═══ Source data

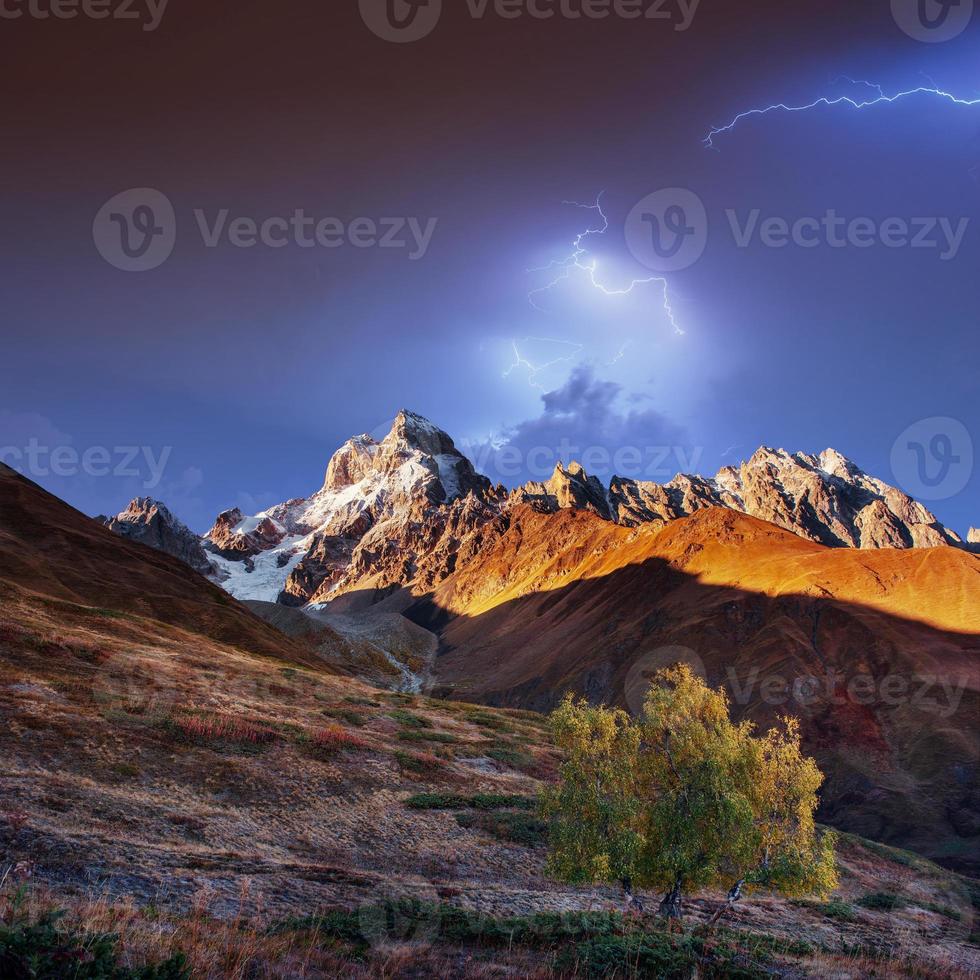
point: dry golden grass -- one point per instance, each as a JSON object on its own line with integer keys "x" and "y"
{"x": 185, "y": 793}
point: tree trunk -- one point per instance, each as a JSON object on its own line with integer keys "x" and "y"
{"x": 734, "y": 894}
{"x": 633, "y": 904}
{"x": 670, "y": 906}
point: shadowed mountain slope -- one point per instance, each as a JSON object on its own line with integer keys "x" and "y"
{"x": 878, "y": 652}
{"x": 51, "y": 552}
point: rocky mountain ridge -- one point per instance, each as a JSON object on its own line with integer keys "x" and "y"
{"x": 409, "y": 509}
{"x": 151, "y": 523}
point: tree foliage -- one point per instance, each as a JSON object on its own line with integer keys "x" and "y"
{"x": 683, "y": 798}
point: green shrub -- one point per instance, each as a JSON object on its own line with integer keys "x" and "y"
{"x": 363, "y": 702}
{"x": 882, "y": 901}
{"x": 444, "y": 738}
{"x": 510, "y": 756}
{"x": 516, "y": 827}
{"x": 43, "y": 950}
{"x": 492, "y": 722}
{"x": 423, "y": 764}
{"x": 482, "y": 801}
{"x": 841, "y": 911}
{"x": 344, "y": 714}
{"x": 408, "y": 719}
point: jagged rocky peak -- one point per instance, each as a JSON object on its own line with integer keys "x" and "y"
{"x": 825, "y": 498}
{"x": 380, "y": 513}
{"x": 418, "y": 452}
{"x": 569, "y": 488}
{"x": 149, "y": 522}
{"x": 238, "y": 536}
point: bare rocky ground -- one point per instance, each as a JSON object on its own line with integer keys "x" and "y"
{"x": 178, "y": 789}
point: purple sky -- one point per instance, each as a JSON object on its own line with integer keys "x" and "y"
{"x": 239, "y": 370}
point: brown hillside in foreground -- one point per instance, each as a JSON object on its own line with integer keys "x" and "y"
{"x": 187, "y": 794}
{"x": 49, "y": 550}
{"x": 569, "y": 602}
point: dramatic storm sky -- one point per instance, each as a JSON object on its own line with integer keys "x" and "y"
{"x": 244, "y": 368}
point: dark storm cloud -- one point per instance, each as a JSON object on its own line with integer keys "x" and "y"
{"x": 583, "y": 421}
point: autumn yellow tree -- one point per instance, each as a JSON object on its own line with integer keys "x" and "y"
{"x": 683, "y": 799}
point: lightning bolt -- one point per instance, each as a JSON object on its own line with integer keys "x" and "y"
{"x": 577, "y": 261}
{"x": 877, "y": 96}
{"x": 533, "y": 370}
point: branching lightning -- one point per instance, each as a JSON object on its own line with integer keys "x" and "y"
{"x": 577, "y": 261}
{"x": 533, "y": 370}
{"x": 877, "y": 96}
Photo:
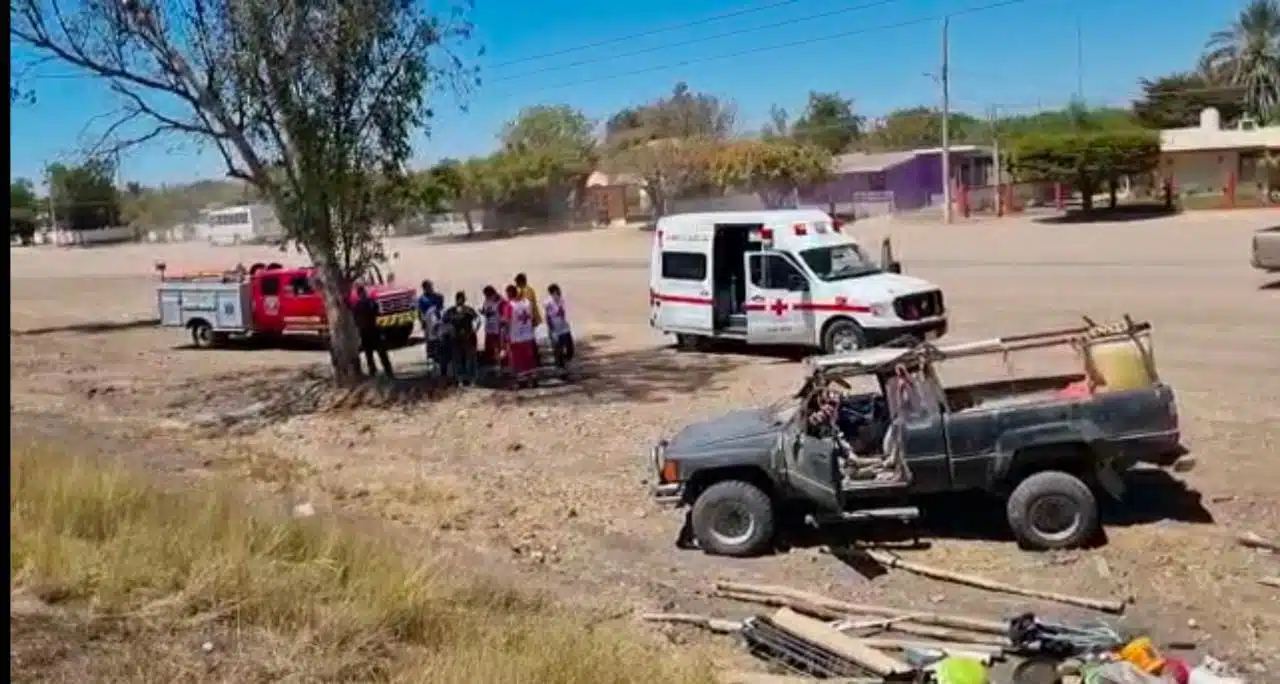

══════

** What the task requires **
Beginning with the line that contains "point: brown hillside" and ending with the last line of the data above, output those lines exactly and nothing more, without any pictures.

** Output **
point: brown hillside in foreground -- one point per instance, each as a JSON object on its own line with integer keys "x" and "y"
{"x": 187, "y": 794}
{"x": 49, "y": 550}
{"x": 569, "y": 602}
point: dramatic storm sky -- one point per instance, each as a JSON object on its own line with integer keys "x" and "y"
{"x": 244, "y": 368}
point: dark storm cloud -- one point per instance, each as a JSON object on its own line with integer keys "x" and "y"
{"x": 583, "y": 421}
point: autumn yellow tree -- one point per instance, each as a JSON object on its own line with integer keys "x" and "y"
{"x": 683, "y": 799}
point: lightning bolt -- one point per instance, each as a JSON object on its own line with integer keys "x" and "y"
{"x": 577, "y": 261}
{"x": 877, "y": 96}
{"x": 533, "y": 370}
point: branching lightning -- one point per instance, each as a JSON object on its own line with integer keys "x" and "y"
{"x": 577, "y": 261}
{"x": 533, "y": 370}
{"x": 877, "y": 96}
Photo:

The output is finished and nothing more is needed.